=== Extract ===

Later that same month of our move in I finally reached my goal of " having no less than 20 items" before opening my store, chose a launch date, started the Facebook fan page, and opened my store.

During these first three months we were shown amazing kindness by a woman I met on Ravelry that for all intents and purposes could be considered a stranger. We have never met in person and only spoken via Ravelry forum, Ravelry mail, and eventually Facebook.

After hearing that once again I had gone to the grocery store only to come up so short I was unable to buy food, I received an e-mail via Facebook. She made all of the necessary arrangements to send us money to insure we were able to eat! I would be able to pick it up the next morning at Wal Mart.

The next morning at Wal Mart I told the employee about what this woman was doing for us and she too could barely believe it.

===

_Task requirements_.
(1) Update the account of the first months after the move, giving the stretch from "Later that same" through "barely believe it." again with "Wal Mart" replaced by "the supermarket".
(2) Based on the account of the first months after the move, is each statement true? Answer yes or no, and quote the words that decide it. (a) The writer and the woman from Ravelry had met in person. (b) The money was to be picked up at Wal Mart the next morning. (c) The offer of help first came in an e-mail sent via Facebook.
(3) Continue the account of the first months after the move from where it stops.

=== Extracted material ===

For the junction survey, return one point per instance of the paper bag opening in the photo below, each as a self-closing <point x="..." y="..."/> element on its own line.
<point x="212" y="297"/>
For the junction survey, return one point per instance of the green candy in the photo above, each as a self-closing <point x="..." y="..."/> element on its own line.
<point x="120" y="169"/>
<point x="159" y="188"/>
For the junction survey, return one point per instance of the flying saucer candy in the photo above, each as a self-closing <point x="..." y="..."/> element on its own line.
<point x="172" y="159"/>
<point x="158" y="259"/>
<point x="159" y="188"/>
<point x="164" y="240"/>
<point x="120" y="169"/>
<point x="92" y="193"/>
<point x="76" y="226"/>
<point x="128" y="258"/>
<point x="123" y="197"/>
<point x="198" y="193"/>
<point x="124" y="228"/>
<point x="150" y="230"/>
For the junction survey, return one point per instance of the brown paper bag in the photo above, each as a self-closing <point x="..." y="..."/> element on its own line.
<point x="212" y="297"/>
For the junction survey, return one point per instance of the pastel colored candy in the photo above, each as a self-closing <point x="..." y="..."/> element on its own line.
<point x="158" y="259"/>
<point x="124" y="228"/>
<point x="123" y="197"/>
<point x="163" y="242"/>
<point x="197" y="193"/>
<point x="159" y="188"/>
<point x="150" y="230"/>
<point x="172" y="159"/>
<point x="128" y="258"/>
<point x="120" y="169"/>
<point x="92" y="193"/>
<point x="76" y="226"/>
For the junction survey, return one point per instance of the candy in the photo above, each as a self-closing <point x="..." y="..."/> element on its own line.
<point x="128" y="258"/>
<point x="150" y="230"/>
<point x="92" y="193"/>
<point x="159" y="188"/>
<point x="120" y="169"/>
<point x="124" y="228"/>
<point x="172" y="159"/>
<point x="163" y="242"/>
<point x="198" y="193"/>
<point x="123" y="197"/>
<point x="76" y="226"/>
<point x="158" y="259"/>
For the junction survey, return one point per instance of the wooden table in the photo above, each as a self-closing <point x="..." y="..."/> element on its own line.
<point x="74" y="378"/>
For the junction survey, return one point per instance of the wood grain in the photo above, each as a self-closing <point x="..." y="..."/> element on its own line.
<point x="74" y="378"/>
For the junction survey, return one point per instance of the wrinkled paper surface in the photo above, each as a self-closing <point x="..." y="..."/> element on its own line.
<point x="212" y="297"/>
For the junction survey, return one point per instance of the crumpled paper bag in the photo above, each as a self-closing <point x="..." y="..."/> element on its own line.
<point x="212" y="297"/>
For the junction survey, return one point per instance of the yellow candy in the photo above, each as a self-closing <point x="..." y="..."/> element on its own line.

===

_Answers to the exercise_.
(1)
Later that same month of our move in I finally reached my goal of " having no less than 20 items" before opening my store, chose a launch date, started the Facebook fan page, and opened my store.

During these first three months we were shown amazing kindness by a woman I met on Ravelry that for all intents and purposes could be considered a stranger. We have never met in person and only spoken via Ravelry forum, Ravelry mail, and eventually Facebook.

After hearing that once again I had gone to the grocery store only to come up so short I was unable to buy food, I received an e-mail via Facebook. She made all of the necessary arrangements to send us money to insure we were able to eat! I would be able to pick it up the next morning at the supermarket.

The next morning at the supermarket I told the employee about what this woman was doing for us and she too could barely believe it.

(2)
(a) No: "We have never met in person"
(b) Yes: "I would be able to pick it up the next morning at Wal Mart."
(c) Yes: "I received an e-mail via Facebook."

(3)
My husband and I would like to once again thank Charlene of the Savannah Ravel Rousers.[Hypertext links to Ravelry will only work for those of you who have Ravelry accounts] We'd also like to thank Wendy from Dollfoolery who gave us canned and dry goods, sent me a care package for my birthday, and donated a garbage bag full of yarn to help build my store.

On October 24th, 2009 I opened my Etsy shop and on November 23rd, 2009 I opened "the doors" and was ready for business. It's been a really difficult road, at times littered with hate mail from fans of another designer, but for the most part, I have still managed to enjoy it.

So there you have the story of Om Nom Nom. I did my best to compress the details and events as well as keep you (hopefully) mildly entertained.

* While living at my in-laws house I received a bill closing in on $2000 from them. They claimed we broke our lease (ignoring the clause that in an instance like being called back to active duty we were able to leave) and said we should pay no less than another months rent as well as cover their expenses to make the repairs to the house they refused to make before we moved in ($50 of which was for "dirt in basement" - it was a 100 year-old house with a stone basement).

** These items were mostly books, yarn, and the elements that make up my tea corner.

*** U-haul provided by my loving parents who knew we'd never be able to afford one.

Sunday, October 17, 2010

The Story of Om Nom Nom Part 1 (Again)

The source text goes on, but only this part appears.